### Passage for review ###

How we will continue to care at a time of crisis

Jewish Care chief executive Daniel Carmel-Brown says the charity is prepared for every scenario but will need the full support of the community


We are living in unprecedented times. We said that last year, but this time it is different.

When I published Jewish Care’s plans for the next five years in December, I could not have anticipated just how relevant one of our objectives would become. Being “distinctively Jewish” is at the heart of our history, who we are today and who we will be in the future.

We tend to be positive in our outlook, enabling in our approach, promoting meaningful lives and making later life better. While that remains, everything we are doing right now stems from our tradition, and the one overarching mitzvah of pikuach nefesh, saving a life.

For much of the community, concerns about coronavirus only really landed in the last two weeks. Jewish Care, along with all the organisations we are so blessed to have supporting older people in our community, have been consumed by the situation since the beginning of the year.

It is incumbent on welfare organisations to plan for these situations, although we hope never to use them. Those plans are now being actioned. Jewish Care is well versed in handling infection control and all of us are doing everything we can, often moving quicker than government advice, to take steps which stem from our Jewish world view.

Those measures have been drastic, beginning with enhanced hygiene procedures, screening people visiting our care homes and last week moving to restrict access only to those who are essentially needed.

###

*To do:*
1 > From the Jewish Care article, write out the part starting with "How we will" and going on through "in the future.", swapping "unprecedented" for "extraordinary".
2 > For each statement, say whether it agrees with the Jewish Care article. Answer yes or no and quote the deciding words. (a) The plans for the next five years were published in December. (b) Anyone may still visit the charity's care homes without restriction. (c) The charity has often acted faster than government advice.
The listing after this point is separate material and has no connection to the Jewish Care article.

### Record set ###

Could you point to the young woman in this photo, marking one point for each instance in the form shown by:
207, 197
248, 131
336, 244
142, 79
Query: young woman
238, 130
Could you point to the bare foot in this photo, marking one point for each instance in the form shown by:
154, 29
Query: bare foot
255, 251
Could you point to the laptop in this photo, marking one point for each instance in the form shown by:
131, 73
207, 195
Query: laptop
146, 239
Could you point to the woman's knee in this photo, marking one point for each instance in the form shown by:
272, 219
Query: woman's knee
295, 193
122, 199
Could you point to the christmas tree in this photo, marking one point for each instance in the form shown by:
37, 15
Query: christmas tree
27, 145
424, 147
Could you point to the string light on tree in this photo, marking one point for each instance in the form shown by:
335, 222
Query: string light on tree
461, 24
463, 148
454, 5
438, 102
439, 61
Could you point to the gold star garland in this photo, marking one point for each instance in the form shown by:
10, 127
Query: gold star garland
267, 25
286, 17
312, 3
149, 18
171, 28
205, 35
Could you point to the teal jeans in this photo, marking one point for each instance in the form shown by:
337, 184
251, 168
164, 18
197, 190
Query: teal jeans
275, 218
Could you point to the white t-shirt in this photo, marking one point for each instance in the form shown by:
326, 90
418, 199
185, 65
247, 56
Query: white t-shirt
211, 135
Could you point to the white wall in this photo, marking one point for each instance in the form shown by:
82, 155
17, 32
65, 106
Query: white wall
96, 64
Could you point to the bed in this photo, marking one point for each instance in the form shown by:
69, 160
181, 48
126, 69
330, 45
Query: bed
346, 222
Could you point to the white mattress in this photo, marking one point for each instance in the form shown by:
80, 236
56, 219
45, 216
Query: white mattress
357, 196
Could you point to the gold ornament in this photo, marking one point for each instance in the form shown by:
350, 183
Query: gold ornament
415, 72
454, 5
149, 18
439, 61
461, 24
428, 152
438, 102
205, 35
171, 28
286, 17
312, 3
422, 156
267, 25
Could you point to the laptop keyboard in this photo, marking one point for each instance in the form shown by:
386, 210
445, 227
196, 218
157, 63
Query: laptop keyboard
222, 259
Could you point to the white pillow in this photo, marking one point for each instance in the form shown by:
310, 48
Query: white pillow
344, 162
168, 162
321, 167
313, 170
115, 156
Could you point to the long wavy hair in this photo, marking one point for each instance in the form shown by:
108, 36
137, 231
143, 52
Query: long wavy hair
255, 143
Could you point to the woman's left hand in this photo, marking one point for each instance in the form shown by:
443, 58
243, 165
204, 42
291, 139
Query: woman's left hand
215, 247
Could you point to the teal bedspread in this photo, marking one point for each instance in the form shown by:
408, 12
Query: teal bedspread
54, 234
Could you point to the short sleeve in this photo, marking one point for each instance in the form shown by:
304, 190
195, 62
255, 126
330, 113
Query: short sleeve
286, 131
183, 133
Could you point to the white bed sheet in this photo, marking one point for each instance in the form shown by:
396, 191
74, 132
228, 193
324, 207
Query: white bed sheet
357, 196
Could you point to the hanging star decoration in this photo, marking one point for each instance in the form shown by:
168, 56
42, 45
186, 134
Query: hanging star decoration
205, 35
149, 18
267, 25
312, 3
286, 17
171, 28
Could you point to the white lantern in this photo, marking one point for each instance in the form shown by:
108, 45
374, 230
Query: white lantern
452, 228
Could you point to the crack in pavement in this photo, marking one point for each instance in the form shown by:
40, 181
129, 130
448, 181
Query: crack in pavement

###

*Task-by-task solutions:*
1 >
How we will continue to care at a time of crisis

Jewish Care chief executive Daniel Carmel-Brown says the charity is prepared for every scenario but will need the full support of the community


We are living in extraordinary times. We said that last year, but this time it is different.

When I published Jewish Care’s plans for the next five years in December, I could not have anticipated just how relevant one of our objectives would become. Being “distinctively Jewish” is at the heart of our history, who we are today and who we will be in the future.

2 >
(a) Yes: "When I published Jewish Care’s plans for the next five years in December"
(b) No: "last week moving to restrict access only to those who are essentially needed"
(c) Yes: "often moving quicker than government advice"